### Compito assegnato A
Ricopia dal brano da leggere il tratto che va da "Con qualche epoca" a "un piccolo avvenimento.".
### Compito assegnato B
Riscrivi in forma più breve il paragrafo del brano da leggere che comincia con "Con qualche epoca in più", conservandone i fatti principali.

### Brano da leggere

###

Con qualche epoca in più e il mal di schiena cronico, ho rotto il mio giuramento, e ho fatto bene. Mi sono divertito, come potevo ho anche ballato, e ho imparato. E se riuscirò a smaltire il ristagno gastrico degli orrendi panini che ho sbranato e il debito glicemico da stress motorio, è probabile che campi abbastanza per ricavarci una lezione. Una piccola lezione da un piccolo avvenimento.

###

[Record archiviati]
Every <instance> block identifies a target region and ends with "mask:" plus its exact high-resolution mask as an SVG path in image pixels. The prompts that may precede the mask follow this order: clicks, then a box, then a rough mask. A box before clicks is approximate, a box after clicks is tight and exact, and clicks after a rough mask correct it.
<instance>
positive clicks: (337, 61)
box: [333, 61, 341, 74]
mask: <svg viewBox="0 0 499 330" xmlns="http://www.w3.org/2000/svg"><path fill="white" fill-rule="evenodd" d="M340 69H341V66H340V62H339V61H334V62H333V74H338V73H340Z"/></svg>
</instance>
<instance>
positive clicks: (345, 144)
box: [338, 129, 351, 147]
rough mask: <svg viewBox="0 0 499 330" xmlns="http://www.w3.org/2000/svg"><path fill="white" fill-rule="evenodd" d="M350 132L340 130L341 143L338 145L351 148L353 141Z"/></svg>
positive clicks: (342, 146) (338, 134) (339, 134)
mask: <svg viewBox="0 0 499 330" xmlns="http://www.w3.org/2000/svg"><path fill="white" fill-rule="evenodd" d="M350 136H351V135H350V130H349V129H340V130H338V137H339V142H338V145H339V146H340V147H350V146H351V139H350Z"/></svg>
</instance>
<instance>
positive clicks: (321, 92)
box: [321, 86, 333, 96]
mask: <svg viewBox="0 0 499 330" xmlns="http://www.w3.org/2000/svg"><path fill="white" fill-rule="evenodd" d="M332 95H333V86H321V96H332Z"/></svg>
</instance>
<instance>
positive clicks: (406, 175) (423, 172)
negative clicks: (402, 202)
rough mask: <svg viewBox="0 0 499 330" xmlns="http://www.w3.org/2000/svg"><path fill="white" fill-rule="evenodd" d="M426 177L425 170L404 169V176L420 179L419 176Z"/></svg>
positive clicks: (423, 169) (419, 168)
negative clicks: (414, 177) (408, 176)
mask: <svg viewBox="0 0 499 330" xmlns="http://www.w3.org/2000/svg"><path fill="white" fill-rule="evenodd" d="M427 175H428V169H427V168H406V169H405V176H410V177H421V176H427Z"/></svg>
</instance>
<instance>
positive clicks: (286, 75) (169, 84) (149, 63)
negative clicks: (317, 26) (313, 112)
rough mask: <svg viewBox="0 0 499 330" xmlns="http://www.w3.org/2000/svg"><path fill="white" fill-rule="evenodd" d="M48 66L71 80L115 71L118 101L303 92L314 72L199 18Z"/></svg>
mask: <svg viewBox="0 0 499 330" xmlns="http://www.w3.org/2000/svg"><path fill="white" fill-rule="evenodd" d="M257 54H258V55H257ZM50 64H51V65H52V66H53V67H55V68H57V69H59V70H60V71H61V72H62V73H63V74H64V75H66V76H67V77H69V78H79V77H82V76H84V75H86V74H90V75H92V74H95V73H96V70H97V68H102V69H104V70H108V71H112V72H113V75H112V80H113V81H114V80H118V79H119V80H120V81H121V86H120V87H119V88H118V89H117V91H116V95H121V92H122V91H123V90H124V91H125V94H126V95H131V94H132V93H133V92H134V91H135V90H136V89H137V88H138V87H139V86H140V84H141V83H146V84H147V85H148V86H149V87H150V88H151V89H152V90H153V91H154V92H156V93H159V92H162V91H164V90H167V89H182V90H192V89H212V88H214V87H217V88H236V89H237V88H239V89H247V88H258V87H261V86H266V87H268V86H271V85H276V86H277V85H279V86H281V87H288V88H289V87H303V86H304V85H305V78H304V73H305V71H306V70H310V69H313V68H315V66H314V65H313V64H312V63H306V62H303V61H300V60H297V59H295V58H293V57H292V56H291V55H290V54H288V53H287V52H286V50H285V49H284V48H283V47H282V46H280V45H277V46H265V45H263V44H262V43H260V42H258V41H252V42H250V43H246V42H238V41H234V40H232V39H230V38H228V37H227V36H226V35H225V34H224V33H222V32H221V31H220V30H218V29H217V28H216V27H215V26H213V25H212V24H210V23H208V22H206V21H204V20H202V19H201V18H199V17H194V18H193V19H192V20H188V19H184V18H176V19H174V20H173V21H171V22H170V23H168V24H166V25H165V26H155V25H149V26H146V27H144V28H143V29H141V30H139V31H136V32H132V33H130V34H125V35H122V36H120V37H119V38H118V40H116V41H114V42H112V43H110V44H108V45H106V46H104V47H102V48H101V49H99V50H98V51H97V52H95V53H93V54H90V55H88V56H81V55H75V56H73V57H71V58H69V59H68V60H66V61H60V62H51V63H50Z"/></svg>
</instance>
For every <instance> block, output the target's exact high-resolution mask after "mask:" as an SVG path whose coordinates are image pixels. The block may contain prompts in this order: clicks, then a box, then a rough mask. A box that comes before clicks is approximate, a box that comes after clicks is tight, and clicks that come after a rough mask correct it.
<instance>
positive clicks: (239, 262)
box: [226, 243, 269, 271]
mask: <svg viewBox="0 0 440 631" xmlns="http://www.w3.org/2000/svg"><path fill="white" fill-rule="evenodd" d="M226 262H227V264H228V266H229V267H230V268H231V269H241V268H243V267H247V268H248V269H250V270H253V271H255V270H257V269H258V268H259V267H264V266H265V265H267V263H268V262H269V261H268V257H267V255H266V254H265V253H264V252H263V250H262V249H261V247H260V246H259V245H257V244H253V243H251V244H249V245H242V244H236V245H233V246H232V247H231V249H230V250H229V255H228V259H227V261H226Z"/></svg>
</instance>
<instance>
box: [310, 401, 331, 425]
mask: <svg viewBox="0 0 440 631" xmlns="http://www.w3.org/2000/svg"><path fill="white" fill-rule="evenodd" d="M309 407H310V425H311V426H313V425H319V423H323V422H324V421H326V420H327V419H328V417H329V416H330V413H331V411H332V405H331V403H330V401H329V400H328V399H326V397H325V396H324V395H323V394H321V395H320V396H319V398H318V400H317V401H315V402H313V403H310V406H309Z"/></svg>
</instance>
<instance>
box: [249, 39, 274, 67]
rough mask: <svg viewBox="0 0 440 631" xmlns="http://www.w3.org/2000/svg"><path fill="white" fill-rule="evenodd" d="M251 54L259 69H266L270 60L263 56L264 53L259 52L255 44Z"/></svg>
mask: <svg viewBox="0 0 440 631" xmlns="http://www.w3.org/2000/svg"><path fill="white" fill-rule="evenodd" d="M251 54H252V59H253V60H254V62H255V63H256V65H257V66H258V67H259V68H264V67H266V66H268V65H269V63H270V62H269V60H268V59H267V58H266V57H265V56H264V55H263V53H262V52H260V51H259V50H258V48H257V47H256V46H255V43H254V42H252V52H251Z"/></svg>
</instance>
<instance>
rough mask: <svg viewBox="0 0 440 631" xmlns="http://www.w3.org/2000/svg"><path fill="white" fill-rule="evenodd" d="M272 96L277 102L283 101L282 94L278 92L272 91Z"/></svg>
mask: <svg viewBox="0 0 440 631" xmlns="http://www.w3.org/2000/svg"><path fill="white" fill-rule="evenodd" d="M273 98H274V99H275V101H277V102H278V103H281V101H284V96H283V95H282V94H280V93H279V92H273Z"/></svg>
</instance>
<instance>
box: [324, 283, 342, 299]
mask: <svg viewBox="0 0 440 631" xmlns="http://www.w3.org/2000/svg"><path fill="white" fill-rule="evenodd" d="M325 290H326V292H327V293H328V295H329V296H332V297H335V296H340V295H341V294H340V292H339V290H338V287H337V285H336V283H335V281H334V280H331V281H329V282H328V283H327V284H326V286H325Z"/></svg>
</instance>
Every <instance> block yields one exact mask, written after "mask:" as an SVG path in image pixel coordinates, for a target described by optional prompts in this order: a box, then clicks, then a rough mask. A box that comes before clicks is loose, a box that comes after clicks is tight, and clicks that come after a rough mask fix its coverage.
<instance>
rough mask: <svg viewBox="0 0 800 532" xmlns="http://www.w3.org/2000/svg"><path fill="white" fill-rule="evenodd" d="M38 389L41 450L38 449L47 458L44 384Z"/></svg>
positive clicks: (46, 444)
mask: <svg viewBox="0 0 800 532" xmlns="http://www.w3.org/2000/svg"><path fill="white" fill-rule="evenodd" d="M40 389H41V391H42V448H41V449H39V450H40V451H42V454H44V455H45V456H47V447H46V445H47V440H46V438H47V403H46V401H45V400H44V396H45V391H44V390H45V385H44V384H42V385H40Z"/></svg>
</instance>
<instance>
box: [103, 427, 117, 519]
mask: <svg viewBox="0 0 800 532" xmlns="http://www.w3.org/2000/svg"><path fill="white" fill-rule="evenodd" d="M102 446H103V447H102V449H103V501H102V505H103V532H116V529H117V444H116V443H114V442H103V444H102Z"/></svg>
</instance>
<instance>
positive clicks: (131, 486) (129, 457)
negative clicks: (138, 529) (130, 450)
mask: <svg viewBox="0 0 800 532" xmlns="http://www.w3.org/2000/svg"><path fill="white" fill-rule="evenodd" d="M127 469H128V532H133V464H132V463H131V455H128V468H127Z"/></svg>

###

### Spazio risposta A
Con qualche epoca in più e il mal di schiena cronico, ho rotto il mio giuramento, e ho fatto bene. Mi sono divertito, come potevo ho anche ballato, e ho imparato. E se riuscirò a smaltire il ristagno gastrico degli orrendi panini che ho sbranato e il debito glicemico da stress motorio, è probabile che campi abbastanza per ricavarci una lezione. Una piccola lezione da un piccolo avvenimento.

### Spazio risposta B
Più avanti con gli anni e con il mal di schiena cronico, ho rotto il mio giuramento e ho fatto bene: mi sono divertito, ho ballato come potevo e ho imparato. Se smaltirò gli orrendi panini mangiati e il debito glicemico dello sforzo, probabilmente vivrò abbastanza per trarne una piccola lezione da un piccolo avvenimento.